Copy each of the following entries back verbatim, line for line, with no changes.

[Entries from a labeling collection]

════

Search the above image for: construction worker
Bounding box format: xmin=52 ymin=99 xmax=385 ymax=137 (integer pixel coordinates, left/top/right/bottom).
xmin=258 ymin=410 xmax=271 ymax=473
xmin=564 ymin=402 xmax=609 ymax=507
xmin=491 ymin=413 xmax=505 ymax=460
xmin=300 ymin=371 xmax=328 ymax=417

════

### Solution below
Search the above image for: construction worker
Bounding box format: xmin=52 ymin=99 xmax=385 ymax=137 (integer pixel coordinates, left/top/right/bottom).
xmin=258 ymin=410 xmax=271 ymax=473
xmin=564 ymin=402 xmax=609 ymax=507
xmin=491 ymin=413 xmax=505 ymax=460
xmin=300 ymin=371 xmax=328 ymax=417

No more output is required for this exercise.